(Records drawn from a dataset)
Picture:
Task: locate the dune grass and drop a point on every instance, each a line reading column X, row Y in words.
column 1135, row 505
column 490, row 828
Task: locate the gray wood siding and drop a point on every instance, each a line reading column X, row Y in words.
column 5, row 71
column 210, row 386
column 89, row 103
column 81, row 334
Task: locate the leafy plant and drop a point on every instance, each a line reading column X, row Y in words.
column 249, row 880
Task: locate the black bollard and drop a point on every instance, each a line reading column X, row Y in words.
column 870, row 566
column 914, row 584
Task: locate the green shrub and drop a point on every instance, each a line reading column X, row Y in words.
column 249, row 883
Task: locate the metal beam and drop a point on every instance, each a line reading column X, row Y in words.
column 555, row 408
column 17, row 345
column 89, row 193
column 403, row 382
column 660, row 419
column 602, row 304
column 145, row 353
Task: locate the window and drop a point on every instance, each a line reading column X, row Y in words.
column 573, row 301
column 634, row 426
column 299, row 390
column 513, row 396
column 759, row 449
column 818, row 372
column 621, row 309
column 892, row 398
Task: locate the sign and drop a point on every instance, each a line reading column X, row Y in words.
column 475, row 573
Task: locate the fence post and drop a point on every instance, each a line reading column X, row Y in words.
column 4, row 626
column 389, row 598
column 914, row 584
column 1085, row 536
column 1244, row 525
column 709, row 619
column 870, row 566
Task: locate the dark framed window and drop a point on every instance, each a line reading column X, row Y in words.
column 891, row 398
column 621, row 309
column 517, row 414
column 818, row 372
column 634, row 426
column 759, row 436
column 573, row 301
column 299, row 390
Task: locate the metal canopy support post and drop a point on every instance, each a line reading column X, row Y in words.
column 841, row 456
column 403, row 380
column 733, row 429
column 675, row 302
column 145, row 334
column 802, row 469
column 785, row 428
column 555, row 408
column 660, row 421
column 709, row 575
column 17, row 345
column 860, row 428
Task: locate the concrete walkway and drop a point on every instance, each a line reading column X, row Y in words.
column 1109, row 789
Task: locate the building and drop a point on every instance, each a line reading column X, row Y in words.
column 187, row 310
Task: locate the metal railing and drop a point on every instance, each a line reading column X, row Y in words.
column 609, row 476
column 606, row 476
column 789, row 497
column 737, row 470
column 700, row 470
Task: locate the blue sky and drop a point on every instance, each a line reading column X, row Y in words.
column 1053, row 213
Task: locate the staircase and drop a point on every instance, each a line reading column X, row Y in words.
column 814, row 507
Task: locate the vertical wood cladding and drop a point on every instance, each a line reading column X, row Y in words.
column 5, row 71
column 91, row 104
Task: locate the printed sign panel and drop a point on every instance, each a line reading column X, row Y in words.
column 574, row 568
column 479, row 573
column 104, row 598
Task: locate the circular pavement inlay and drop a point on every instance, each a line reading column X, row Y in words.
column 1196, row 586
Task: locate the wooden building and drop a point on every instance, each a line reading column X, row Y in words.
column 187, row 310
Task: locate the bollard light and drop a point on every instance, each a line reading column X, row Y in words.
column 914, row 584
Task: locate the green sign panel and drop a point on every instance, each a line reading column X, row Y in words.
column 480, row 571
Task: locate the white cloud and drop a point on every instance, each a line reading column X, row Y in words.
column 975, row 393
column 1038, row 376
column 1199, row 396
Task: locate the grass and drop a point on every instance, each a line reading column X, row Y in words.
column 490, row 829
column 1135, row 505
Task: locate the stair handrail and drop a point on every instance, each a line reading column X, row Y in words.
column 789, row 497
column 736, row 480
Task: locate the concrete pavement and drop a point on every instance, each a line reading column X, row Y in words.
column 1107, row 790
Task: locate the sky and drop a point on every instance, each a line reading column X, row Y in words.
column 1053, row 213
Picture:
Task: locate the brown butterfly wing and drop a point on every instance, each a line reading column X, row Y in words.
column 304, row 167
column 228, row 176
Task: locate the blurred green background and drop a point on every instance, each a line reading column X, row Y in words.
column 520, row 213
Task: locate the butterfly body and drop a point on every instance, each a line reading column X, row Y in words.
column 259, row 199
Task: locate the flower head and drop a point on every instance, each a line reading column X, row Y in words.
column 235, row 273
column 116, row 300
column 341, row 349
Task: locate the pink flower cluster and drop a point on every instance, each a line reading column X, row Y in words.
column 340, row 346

REQUIREMENTS
Write out every line of the data above, word for word and in the same order.

RESULT OF THE TASK
Picture:
Task: locate the dune grass and drop a point on every instance, each a line reading column X, row Y in words.
column 1135, row 505
column 490, row 828
Task: locate the gray wood siding and drop a point on every instance, each a line reading column X, row Y in words.
column 5, row 71
column 210, row 386
column 89, row 103
column 81, row 334
Task: locate the leafy plant and drop a point on every instance, each a line reading column X, row Y in words.
column 249, row 880
Task: locate the black bollard and drop a point on every instance, each a line reading column X, row Y in words.
column 870, row 566
column 914, row 584
Task: locate the green shrub and drop a point on every instance, each a line reading column X, row Y in words.
column 249, row 883
Task: locate the metal beam and drop a point on every instance, each a line reading column X, row Y in words.
column 555, row 408
column 17, row 345
column 89, row 193
column 403, row 382
column 660, row 419
column 602, row 304
column 145, row 353
Task: locate the window and drop a point on every instance, each a line reading column X, row Y in words.
column 573, row 301
column 634, row 426
column 299, row 390
column 513, row 396
column 759, row 449
column 818, row 372
column 621, row 309
column 892, row 398
Task: locate the sign and drop a point on every instance, each a line reading column X, row Y in words.
column 475, row 573
Task: locate the fence post and drop a point on every instance, each a line reading column X, row Y in words.
column 4, row 626
column 389, row 598
column 914, row 584
column 1085, row 536
column 1244, row 525
column 709, row 619
column 870, row 566
Task: locate the dark framed window and drop a point on every instance, each a line reading column X, row Y in words.
column 891, row 398
column 621, row 309
column 517, row 414
column 818, row 372
column 634, row 426
column 759, row 436
column 573, row 301
column 299, row 390
Task: locate the metal canopy support post and drop a point on every instance, each a line reading column X, row Y in words.
column 841, row 456
column 403, row 380
column 733, row 429
column 675, row 302
column 145, row 334
column 802, row 469
column 785, row 428
column 555, row 408
column 660, row 421
column 709, row 575
column 17, row 345
column 860, row 428
Task: locate the concrete walkway and drop a point on every instance, each a line reading column X, row Y in words.
column 1109, row 789
Task: locate the building and drop a point on every instance, each a line reading column X, row Y in words.
column 187, row 310
Task: locate the metal railing and drop a point on every instance, each a line reading column X, row Y in words.
column 609, row 476
column 606, row 476
column 789, row 497
column 737, row 470
column 700, row 470
Task: locate the blue sky and drop a point on every instance, each a line reading column X, row Y in words.
column 1053, row 213
Task: locate the staircase and drop a point on every instance, each a line reading column X, row Y in words.
column 814, row 507
Task: locate the vertical wood cladding and drop a point on every instance, each a line reading column X, row Y in words.
column 5, row 71
column 91, row 104
Task: locate the printed sign panel and drop a point on every instance, each a line reading column X, row Y in words.
column 574, row 568
column 479, row 573
column 104, row 598
Task: locate the circular pavement inlay and drop a point on every instance, each a line reading column X, row Y in words.
column 1196, row 586
Task: locate the wooden building and drop a point on every instance, each a line reading column X, row Y in words.
column 187, row 310
Task: locate the bollard light and drop a point on every instance, each a line reading column X, row Y in words.
column 914, row 584
Task: locate the green sign panel and drop a point on every instance, each a line reading column X, row Y in words.
column 480, row 571
Task: locate the white cloud and drop a point on every instance, each a line reading column X, row Y in words.
column 975, row 393
column 1038, row 376
column 1199, row 396
Task: locate the grass and drop a point on every instance, each a line reading column X, row Y in words.
column 490, row 829
column 1135, row 505
Task: locate the stair handrail and drop a point on every instance, each a line reading column X, row Y in words.
column 789, row 497
column 736, row 480
Task: locate the concrete pavement and drop a point on every instance, each a line reading column X, row Y in words.
column 1107, row 790
Task: locate the sky and drop a point on every instance, each a line reading column X, row Y in words.
column 1053, row 213
Picture:
Task: locate the brown butterfly wing and drop a point on every instance, each a line reading column X, row Y in words.
column 304, row 167
column 228, row 176
Task: locate the blurred green background and drop a point on every instance, each a line reading column X, row Y in words.
column 520, row 213
Task: locate the butterfly body and drop a point on every instance, each a line reading column X, row Y in words.
column 259, row 199
Task: locate the flower head and drop a point on every instance, each a line reading column X, row Y in words.
column 235, row 273
column 116, row 300
column 341, row 349
Task: locate the pink flower cluster and drop a point on every instance, each a line reading column X, row Y in words.
column 340, row 346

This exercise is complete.